> Task prompt
Copy every one of the records below word for word, leaving nothing out and changing nothing.

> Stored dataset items

--------------------------------

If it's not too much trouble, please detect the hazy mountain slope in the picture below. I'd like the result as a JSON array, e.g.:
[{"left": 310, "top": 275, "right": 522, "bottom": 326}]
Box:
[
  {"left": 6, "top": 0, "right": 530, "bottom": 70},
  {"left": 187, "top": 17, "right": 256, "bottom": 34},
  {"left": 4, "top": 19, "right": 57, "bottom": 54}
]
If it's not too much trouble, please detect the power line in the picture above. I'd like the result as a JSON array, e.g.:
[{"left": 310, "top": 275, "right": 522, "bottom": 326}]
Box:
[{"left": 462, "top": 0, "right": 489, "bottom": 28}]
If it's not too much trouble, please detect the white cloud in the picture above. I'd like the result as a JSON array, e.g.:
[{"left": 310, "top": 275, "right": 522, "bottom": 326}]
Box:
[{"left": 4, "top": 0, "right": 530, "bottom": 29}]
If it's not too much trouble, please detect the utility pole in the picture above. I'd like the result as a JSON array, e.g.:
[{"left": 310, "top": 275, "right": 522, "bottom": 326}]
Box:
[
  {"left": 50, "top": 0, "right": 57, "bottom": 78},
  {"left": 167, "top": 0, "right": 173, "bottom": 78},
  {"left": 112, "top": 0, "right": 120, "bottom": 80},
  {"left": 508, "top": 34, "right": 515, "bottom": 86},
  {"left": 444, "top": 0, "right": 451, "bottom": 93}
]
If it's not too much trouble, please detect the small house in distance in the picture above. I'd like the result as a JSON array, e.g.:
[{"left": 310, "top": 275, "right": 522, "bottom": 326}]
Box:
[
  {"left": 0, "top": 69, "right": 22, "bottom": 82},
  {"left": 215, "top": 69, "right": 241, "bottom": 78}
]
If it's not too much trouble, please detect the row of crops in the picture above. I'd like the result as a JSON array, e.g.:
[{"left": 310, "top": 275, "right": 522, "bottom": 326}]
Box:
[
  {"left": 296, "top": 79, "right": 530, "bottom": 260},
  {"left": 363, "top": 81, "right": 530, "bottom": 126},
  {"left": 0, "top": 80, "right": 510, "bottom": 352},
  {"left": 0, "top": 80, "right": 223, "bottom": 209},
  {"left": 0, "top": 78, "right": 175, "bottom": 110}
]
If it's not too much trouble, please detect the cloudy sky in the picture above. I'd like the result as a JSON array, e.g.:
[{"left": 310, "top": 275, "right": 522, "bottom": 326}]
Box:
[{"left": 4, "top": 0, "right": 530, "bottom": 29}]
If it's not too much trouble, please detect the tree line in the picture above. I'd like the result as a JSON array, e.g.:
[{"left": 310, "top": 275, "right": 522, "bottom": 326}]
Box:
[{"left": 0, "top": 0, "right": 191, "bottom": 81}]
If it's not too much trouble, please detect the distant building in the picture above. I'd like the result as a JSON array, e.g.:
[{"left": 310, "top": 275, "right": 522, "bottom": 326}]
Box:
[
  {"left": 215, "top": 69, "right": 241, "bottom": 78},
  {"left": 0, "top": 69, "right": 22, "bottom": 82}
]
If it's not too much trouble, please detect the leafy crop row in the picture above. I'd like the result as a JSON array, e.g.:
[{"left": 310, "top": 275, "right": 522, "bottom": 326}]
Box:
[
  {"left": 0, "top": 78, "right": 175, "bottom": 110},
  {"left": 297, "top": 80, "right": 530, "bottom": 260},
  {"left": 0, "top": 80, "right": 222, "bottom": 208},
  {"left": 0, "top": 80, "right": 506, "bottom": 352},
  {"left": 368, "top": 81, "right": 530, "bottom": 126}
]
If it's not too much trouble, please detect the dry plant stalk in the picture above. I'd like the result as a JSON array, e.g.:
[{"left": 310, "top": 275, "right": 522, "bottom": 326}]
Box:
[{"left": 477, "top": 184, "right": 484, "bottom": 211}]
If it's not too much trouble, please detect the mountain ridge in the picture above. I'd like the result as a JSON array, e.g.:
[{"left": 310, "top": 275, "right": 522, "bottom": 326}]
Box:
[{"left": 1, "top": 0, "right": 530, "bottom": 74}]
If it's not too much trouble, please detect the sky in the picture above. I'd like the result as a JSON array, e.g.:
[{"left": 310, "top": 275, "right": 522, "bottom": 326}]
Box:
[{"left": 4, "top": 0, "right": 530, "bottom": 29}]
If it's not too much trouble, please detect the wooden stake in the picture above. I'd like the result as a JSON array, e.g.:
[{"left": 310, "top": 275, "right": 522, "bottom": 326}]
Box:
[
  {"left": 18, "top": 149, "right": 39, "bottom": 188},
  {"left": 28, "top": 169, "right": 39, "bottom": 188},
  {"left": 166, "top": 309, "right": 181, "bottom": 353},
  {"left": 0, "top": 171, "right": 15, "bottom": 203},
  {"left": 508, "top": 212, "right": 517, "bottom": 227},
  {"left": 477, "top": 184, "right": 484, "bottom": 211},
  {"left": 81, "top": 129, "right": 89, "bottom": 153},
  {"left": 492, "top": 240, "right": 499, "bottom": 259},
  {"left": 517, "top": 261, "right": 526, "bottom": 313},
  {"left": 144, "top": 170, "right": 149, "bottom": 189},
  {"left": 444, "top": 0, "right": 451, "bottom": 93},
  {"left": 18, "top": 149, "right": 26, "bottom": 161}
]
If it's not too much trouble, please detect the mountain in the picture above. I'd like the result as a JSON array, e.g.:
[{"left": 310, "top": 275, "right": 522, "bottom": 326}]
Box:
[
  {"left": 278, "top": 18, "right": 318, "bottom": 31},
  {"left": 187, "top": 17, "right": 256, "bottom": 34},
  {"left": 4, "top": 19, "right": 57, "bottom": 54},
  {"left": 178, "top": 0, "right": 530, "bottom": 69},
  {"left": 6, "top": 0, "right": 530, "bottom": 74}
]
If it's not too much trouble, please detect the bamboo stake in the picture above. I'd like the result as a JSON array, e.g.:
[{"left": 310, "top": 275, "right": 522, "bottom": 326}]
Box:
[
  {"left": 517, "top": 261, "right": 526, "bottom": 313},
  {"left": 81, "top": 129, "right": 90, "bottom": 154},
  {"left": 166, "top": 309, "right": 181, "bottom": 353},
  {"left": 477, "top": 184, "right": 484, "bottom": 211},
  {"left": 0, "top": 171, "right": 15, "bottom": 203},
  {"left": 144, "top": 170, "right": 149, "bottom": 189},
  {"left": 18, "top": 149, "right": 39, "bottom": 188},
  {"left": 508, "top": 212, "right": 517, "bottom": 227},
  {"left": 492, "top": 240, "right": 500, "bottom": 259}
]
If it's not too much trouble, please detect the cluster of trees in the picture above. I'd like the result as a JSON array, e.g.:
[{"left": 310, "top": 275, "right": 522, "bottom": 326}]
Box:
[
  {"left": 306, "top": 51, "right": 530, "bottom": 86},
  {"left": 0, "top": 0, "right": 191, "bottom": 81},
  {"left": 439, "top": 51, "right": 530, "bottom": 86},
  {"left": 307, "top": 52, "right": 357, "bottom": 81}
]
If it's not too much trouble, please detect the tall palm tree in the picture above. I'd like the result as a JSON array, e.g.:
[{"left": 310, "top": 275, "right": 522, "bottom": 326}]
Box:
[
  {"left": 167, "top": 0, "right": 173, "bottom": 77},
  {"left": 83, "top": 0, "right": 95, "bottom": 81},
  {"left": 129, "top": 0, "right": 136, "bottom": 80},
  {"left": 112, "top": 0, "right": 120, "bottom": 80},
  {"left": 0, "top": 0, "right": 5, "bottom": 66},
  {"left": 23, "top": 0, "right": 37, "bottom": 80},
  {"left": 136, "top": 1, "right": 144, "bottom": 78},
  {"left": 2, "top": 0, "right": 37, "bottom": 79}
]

--------------------------------

> Output for this task
If it's not too much trouble, please detect the hazy mountain slope in the picture below. I'd like the result as a JSON array, e.g.:
[{"left": 310, "top": 275, "right": 522, "bottom": 326}]
Box:
[
  {"left": 6, "top": 0, "right": 530, "bottom": 70},
  {"left": 187, "top": 17, "right": 256, "bottom": 34},
  {"left": 4, "top": 19, "right": 57, "bottom": 54}
]
If it's not too much trouble, please detect the power line in the picture above. I'd like the result as a JSON array, e.g.:
[{"left": 310, "top": 275, "right": 522, "bottom": 326}]
Box:
[{"left": 462, "top": 0, "right": 489, "bottom": 28}]
If it's not too much trouble, please detect the white cloud in the picture above. I'd like the result as a JSON array, e.g.:
[{"left": 310, "top": 275, "right": 522, "bottom": 326}]
Box:
[{"left": 4, "top": 0, "right": 530, "bottom": 29}]
If it's not too much trouble, please detect the utility pole in the picture above. I'd like the result as a JSON array, e.g.:
[{"left": 310, "top": 275, "right": 522, "bottom": 326}]
Box:
[
  {"left": 50, "top": 0, "right": 57, "bottom": 78},
  {"left": 167, "top": 0, "right": 173, "bottom": 78},
  {"left": 112, "top": 0, "right": 120, "bottom": 80},
  {"left": 508, "top": 34, "right": 515, "bottom": 86},
  {"left": 444, "top": 0, "right": 451, "bottom": 93}
]
If it's not too much trouble, please detect the small house in distance in the picture above. I'd like the result as a JSON array, e.g.:
[{"left": 310, "top": 275, "right": 522, "bottom": 326}]
Box:
[
  {"left": 0, "top": 69, "right": 22, "bottom": 82},
  {"left": 215, "top": 69, "right": 241, "bottom": 78}
]
If it's not too much trouble, please detect the row of crops in the picture above. I'd like the result as a JSON array, e.g.:
[{"left": 310, "top": 275, "right": 522, "bottom": 326}]
Box:
[
  {"left": 296, "top": 79, "right": 530, "bottom": 260},
  {"left": 363, "top": 81, "right": 530, "bottom": 126},
  {"left": 0, "top": 80, "right": 510, "bottom": 352},
  {"left": 0, "top": 80, "right": 223, "bottom": 209},
  {"left": 0, "top": 78, "right": 175, "bottom": 110}
]
If it's not too much trouble, please detect the cloudy sky in the picture above. I'd like the result as a JSON array, e.g.:
[{"left": 310, "top": 275, "right": 522, "bottom": 326}]
Box:
[{"left": 4, "top": 0, "right": 530, "bottom": 29}]
If it's not too much trouble, please detect the tree line in the picture above. I'd like the result as a JSON array, e.g.:
[{"left": 310, "top": 275, "right": 522, "bottom": 326}]
Box:
[{"left": 0, "top": 0, "right": 191, "bottom": 81}]
If it's not too much trouble, please detect the distant building in the picture above. I'd like the result as a JSON array, e.g.:
[{"left": 310, "top": 275, "right": 522, "bottom": 326}]
Box:
[
  {"left": 215, "top": 69, "right": 241, "bottom": 78},
  {"left": 0, "top": 69, "right": 22, "bottom": 82}
]
If it's not too much trouble, please detect the leafy crop row in the picture above. I'd like the result as a JSON array, e.g.:
[{"left": 310, "top": 275, "right": 522, "bottom": 326}]
Box:
[
  {"left": 0, "top": 78, "right": 175, "bottom": 110},
  {"left": 297, "top": 80, "right": 530, "bottom": 260},
  {"left": 0, "top": 80, "right": 222, "bottom": 208},
  {"left": 0, "top": 80, "right": 506, "bottom": 352},
  {"left": 368, "top": 81, "right": 530, "bottom": 126}
]
If it's not too much trouble, please detect the dry plant stalk in the picture above. I'd like the result as a JSON array, e.g.:
[{"left": 310, "top": 275, "right": 522, "bottom": 326}]
Box:
[{"left": 477, "top": 184, "right": 484, "bottom": 211}]
If it's not too much trouble, please detect the mountain ridge in the picture above. I'd like the result as a JSON array, e.g.:
[{"left": 310, "top": 275, "right": 522, "bottom": 326}]
Box:
[{"left": 1, "top": 0, "right": 530, "bottom": 74}]
If it's not too much trouble, please detect the sky in the picture above. I'd like the result as a JSON array, e.g.:
[{"left": 310, "top": 275, "right": 522, "bottom": 326}]
Box:
[{"left": 4, "top": 0, "right": 530, "bottom": 29}]
If it's not too much trouble, please detect the wooden stake in the picture above. I'd like the result as a JSON array, e.g.:
[{"left": 310, "top": 275, "right": 522, "bottom": 326}]
Box:
[
  {"left": 18, "top": 149, "right": 39, "bottom": 188},
  {"left": 28, "top": 169, "right": 39, "bottom": 188},
  {"left": 166, "top": 309, "right": 181, "bottom": 353},
  {"left": 0, "top": 171, "right": 15, "bottom": 203},
  {"left": 508, "top": 212, "right": 517, "bottom": 227},
  {"left": 477, "top": 184, "right": 484, "bottom": 211},
  {"left": 81, "top": 129, "right": 89, "bottom": 153},
  {"left": 492, "top": 240, "right": 499, "bottom": 259},
  {"left": 517, "top": 261, "right": 526, "bottom": 313},
  {"left": 144, "top": 170, "right": 149, "bottom": 189},
  {"left": 444, "top": 0, "right": 451, "bottom": 93},
  {"left": 18, "top": 149, "right": 26, "bottom": 161}
]
If it's not too much trouble, please detect the mountain in the picture above. I'd like the result as a JSON array, e.g.:
[{"left": 310, "top": 275, "right": 522, "bottom": 326}]
Box:
[
  {"left": 278, "top": 18, "right": 318, "bottom": 31},
  {"left": 187, "top": 17, "right": 256, "bottom": 34},
  {"left": 4, "top": 19, "right": 57, "bottom": 54},
  {"left": 178, "top": 0, "right": 530, "bottom": 69},
  {"left": 6, "top": 0, "right": 530, "bottom": 74}
]
If it's not too much trouble, please detect the bamboo stake in the picture above. I'd like the result as a JSON array, e.g.:
[{"left": 310, "top": 275, "right": 522, "bottom": 326}]
Box:
[
  {"left": 517, "top": 261, "right": 526, "bottom": 313},
  {"left": 81, "top": 129, "right": 90, "bottom": 154},
  {"left": 166, "top": 309, "right": 181, "bottom": 353},
  {"left": 477, "top": 184, "right": 484, "bottom": 211},
  {"left": 0, "top": 171, "right": 15, "bottom": 203},
  {"left": 144, "top": 170, "right": 149, "bottom": 189},
  {"left": 18, "top": 149, "right": 39, "bottom": 188},
  {"left": 508, "top": 212, "right": 517, "bottom": 227},
  {"left": 492, "top": 240, "right": 500, "bottom": 259}
]
If it's not too much trouble, please detect the cluster of trees in the picture above. I'd like the result as a JSON array, e.g.:
[{"left": 310, "top": 275, "right": 522, "bottom": 326}]
Box:
[
  {"left": 306, "top": 51, "right": 530, "bottom": 86},
  {"left": 0, "top": 0, "right": 191, "bottom": 81},
  {"left": 439, "top": 51, "right": 530, "bottom": 86},
  {"left": 307, "top": 52, "right": 357, "bottom": 81}
]
If it's not too much trouble, please detect the tall palm tree in the picture above. I'd like the result as a JSON array, e.g.:
[{"left": 310, "top": 275, "right": 522, "bottom": 326}]
Box:
[
  {"left": 167, "top": 0, "right": 173, "bottom": 77},
  {"left": 83, "top": 0, "right": 95, "bottom": 81},
  {"left": 129, "top": 0, "right": 136, "bottom": 80},
  {"left": 112, "top": 0, "right": 120, "bottom": 80},
  {"left": 0, "top": 0, "right": 5, "bottom": 66},
  {"left": 23, "top": 0, "right": 37, "bottom": 80},
  {"left": 136, "top": 1, "right": 144, "bottom": 78},
  {"left": 2, "top": 0, "right": 37, "bottom": 79}
]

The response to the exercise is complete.